Reading text -
++++++++
Title: Ancient Populations
Post by: Tim on May 07, 2020, 09:55:09 PM
I was taking part in a Virtual Pub Quiz tonight. One of the questions in 133 BC which city was the first to have a population of 1 million. The answer given (without attribution) was Rome. Nothing I have read suggests the population of Rome reached that number under the Republic. Do we have any source evidence for that?
Title: Re: Ancient Populations
Post by: Duncan Head on May 07, 2020, 10:56:30 PM
" Many have believed there were as many as one million inhabitants" - says one article (https://www.cambridge.org/core/services/aop-cambridge-core/content/view/BACD7DF32B0B77609CD6713B8AF88882/S0003598X00085859a.pdf/population_of_ancient_rome.pdf), but the author thinks it was a fair bit less.
Title: Re: Ancient Populations
Post by: Erpingham on May 08, 2020, 08:30:28 AM
 According to this (https://247wallst.com/special-report/2018/08/06/42-mega-cities-of-the-ancient-world/10/) based on a NASA study, Alexandria was the first ancient city to have 1m inhabitants, in 100 BC.  The same information is given by another source on wikipedia (https://en.wikipedia.org/wiki/List_of_largest_cities_throughout_history).
Title: Re: Ancient Populations
Post by: Tim on May 08, 2020, 09:14:49 AM
Duncan, Anthony

Thank you both. I guess the quiz master must have been using the sources Storey noted; I ain't convinced either. Alexandria was my guess based upon a vague memory what must be the Nasa stuff, just could not remember the date.
++++++++
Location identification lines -
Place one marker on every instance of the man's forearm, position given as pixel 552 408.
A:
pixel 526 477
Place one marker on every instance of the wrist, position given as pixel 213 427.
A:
++++++++
Task statement -
Answer these questions from the ancient populations thread:
1. What city did the quiz give as the answer to the population question?
2. In the article Duncan Head links, what does the author think about the figure of one million inhabitants?
3. According to the source Erpingham cites, which city was first to have 1 million inhabitants, and in what year?

Problem solution -
1. Rome.
2. The author thinks the population was a fair bit less.
3. Alexandria, in 100 BC.